**TASK REQUIREMENTS:** Pick out each line in the material below that contains the string "swan", treating uppercase and lowercase as different. Copy those lines in full.

**Stored data entries:**
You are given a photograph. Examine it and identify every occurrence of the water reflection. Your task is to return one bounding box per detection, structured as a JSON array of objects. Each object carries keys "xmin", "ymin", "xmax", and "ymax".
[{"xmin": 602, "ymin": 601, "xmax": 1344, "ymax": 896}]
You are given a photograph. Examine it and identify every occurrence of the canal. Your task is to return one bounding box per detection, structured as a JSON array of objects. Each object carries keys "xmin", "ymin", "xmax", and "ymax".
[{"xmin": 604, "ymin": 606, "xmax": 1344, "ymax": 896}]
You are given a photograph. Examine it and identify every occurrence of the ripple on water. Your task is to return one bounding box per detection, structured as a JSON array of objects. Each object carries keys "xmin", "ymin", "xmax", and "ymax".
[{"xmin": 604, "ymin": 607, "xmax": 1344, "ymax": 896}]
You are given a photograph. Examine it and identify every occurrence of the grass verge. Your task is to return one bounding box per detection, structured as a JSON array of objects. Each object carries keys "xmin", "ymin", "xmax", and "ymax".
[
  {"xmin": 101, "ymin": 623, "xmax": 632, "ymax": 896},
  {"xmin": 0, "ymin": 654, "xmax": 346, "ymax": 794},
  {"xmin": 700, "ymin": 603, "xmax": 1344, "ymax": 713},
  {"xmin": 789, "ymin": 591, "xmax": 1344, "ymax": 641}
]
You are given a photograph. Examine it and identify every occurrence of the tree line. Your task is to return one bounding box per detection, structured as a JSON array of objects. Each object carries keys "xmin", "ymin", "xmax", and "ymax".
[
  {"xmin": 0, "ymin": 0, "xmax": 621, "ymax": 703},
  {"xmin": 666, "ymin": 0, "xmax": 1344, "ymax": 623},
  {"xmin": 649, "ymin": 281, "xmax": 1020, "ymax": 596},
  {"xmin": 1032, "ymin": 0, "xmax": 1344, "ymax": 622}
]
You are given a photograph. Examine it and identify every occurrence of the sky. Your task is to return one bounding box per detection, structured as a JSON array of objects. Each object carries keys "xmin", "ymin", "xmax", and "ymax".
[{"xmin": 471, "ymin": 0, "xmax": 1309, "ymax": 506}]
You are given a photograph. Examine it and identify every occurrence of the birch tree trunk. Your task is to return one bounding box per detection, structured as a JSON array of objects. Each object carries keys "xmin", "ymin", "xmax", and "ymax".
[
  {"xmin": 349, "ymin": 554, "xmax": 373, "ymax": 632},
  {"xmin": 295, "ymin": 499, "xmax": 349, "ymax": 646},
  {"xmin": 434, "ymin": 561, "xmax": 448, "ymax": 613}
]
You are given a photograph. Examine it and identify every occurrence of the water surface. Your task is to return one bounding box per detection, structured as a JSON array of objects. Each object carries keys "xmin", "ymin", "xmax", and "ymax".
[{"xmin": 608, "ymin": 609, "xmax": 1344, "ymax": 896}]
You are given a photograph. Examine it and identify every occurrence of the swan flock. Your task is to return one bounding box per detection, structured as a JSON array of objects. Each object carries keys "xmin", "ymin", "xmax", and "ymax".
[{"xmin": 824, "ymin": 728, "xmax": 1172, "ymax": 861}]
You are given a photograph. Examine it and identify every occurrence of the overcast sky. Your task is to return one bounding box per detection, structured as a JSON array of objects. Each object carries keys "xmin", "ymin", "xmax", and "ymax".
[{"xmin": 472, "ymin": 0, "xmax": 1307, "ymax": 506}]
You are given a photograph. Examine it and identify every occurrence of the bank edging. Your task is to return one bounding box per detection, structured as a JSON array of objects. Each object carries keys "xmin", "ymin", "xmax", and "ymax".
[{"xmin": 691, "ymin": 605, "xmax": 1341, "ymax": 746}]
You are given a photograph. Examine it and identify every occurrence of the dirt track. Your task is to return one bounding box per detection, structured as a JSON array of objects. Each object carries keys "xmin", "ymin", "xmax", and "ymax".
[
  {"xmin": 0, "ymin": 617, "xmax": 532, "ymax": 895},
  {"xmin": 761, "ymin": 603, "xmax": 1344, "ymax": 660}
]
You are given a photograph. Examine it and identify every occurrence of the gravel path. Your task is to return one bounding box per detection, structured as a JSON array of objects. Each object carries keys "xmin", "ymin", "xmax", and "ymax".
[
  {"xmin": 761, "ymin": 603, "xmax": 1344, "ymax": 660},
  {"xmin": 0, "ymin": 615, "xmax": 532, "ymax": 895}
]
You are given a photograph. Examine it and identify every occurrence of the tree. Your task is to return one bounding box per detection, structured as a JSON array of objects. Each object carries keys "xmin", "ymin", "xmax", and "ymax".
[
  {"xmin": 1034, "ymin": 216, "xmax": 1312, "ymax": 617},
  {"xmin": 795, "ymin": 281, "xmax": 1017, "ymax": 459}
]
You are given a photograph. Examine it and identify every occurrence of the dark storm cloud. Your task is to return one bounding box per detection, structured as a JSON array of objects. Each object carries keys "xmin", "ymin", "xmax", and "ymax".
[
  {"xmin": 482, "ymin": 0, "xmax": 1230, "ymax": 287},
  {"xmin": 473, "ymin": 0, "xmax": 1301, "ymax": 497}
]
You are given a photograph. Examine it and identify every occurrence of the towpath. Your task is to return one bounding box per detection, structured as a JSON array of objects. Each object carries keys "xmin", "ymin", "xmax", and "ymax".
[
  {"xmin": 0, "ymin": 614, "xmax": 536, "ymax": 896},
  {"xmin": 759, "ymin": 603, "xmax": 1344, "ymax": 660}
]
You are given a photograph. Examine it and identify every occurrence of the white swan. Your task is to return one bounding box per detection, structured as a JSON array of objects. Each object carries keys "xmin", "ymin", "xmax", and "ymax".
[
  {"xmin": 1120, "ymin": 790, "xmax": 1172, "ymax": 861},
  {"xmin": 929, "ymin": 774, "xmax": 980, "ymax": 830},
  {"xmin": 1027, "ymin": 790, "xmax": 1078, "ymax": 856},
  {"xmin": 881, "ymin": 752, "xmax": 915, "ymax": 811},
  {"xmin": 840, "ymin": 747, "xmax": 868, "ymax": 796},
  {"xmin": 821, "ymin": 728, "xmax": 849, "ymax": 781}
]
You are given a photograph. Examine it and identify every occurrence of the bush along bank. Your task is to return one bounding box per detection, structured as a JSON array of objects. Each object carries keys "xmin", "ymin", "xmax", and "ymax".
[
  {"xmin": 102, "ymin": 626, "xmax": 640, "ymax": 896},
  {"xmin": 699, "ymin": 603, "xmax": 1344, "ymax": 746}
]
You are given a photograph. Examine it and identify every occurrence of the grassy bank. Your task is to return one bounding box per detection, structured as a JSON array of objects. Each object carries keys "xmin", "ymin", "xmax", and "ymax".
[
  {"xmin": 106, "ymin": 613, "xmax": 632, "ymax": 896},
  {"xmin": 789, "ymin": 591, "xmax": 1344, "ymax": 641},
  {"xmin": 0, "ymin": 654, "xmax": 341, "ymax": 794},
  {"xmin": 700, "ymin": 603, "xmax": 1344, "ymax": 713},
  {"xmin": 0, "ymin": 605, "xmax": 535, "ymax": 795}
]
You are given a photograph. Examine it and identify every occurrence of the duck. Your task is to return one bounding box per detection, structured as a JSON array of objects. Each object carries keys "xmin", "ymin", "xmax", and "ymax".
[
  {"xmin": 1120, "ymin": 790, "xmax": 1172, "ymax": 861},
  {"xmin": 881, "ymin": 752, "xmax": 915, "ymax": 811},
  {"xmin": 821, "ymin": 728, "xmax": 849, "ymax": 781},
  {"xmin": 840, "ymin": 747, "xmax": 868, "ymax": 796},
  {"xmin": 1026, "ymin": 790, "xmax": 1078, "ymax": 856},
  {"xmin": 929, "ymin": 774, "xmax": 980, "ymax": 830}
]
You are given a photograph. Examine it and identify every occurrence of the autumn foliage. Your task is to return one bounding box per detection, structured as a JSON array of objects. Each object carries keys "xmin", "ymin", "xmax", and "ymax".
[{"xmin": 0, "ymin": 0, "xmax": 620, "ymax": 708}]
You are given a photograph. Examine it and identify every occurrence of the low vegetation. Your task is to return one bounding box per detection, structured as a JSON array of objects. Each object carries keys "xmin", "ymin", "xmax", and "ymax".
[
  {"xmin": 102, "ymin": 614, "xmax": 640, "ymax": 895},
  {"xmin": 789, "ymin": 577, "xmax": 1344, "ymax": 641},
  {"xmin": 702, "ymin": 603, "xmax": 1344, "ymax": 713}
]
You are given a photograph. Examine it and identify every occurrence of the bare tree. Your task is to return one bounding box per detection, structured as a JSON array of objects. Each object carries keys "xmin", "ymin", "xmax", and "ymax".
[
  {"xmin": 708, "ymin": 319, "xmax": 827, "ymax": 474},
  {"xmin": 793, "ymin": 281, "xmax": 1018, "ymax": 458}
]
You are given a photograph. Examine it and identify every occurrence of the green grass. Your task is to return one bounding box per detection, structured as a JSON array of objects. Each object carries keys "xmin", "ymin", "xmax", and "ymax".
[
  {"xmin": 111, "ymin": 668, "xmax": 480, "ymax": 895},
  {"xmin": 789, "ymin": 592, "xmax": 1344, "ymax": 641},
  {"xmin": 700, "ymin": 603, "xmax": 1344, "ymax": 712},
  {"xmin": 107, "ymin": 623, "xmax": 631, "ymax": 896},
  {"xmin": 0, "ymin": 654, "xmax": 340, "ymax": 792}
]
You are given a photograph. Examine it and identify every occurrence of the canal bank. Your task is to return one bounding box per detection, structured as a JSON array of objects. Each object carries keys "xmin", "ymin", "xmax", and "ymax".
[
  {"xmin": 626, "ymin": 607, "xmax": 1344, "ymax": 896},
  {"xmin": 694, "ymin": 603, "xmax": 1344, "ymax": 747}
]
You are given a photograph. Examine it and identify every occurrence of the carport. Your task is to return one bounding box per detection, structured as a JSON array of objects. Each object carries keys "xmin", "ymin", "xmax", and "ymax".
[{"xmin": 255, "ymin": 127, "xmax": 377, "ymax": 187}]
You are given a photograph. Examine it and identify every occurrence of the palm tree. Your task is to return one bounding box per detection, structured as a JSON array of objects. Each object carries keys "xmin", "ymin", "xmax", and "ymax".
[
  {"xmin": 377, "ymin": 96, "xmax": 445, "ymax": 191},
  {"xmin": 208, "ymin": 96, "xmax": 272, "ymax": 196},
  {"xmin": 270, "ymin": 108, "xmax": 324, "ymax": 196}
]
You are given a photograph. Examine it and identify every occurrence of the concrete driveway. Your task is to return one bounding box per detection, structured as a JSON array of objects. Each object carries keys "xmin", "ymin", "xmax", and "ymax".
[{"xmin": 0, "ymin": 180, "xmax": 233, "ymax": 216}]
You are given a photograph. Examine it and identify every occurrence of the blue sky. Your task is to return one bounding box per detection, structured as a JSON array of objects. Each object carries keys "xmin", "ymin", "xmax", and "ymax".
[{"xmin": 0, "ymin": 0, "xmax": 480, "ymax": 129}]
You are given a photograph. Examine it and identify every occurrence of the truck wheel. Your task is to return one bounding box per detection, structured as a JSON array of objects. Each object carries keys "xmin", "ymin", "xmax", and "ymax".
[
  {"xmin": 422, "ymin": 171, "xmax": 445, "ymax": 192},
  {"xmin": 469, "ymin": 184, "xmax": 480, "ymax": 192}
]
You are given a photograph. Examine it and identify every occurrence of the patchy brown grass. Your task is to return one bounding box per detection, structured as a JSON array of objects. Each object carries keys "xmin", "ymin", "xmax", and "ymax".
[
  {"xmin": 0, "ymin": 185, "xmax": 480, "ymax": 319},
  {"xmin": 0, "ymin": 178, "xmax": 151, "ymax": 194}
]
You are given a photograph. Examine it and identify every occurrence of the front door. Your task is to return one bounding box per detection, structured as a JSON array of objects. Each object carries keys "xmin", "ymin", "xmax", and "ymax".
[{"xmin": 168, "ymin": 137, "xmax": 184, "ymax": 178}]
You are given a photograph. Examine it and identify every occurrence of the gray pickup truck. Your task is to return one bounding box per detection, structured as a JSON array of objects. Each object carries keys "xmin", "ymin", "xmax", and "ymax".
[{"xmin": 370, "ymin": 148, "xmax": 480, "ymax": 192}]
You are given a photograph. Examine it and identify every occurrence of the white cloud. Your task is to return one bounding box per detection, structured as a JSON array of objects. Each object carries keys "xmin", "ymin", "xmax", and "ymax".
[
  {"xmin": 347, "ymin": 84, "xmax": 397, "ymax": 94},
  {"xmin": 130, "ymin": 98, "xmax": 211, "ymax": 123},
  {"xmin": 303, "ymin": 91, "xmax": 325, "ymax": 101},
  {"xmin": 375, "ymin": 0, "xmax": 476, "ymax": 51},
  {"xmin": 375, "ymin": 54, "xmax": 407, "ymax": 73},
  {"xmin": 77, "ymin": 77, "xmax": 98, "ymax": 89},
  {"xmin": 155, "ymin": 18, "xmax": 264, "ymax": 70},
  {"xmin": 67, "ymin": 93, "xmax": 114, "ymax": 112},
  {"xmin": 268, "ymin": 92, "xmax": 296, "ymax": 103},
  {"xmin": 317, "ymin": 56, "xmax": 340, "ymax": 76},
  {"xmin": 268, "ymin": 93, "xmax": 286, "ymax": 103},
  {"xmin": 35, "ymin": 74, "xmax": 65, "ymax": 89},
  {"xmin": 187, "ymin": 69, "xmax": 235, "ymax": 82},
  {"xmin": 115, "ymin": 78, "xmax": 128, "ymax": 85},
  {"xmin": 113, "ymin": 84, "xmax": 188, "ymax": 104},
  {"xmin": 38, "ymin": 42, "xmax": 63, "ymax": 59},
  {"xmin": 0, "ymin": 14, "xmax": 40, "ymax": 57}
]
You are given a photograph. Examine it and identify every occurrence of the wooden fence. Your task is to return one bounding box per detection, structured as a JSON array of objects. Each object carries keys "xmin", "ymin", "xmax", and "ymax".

**RESULT FOR THIS EXERCISE:**
You are given a photograph. Examine it and identify every occurrence of the swan flock. Your task is to return one bounding box per detection, structured as a JSON array of objects. Each object carries keys "xmin", "ymin", "xmax", and "ymax".
You are given a photograph. Examine it and identify every occurrence of the white swan. Your task is to return one bounding box per detection, structured as a JSON array of objects. Each object carries keys "xmin", "ymin", "xmax", and "ymax".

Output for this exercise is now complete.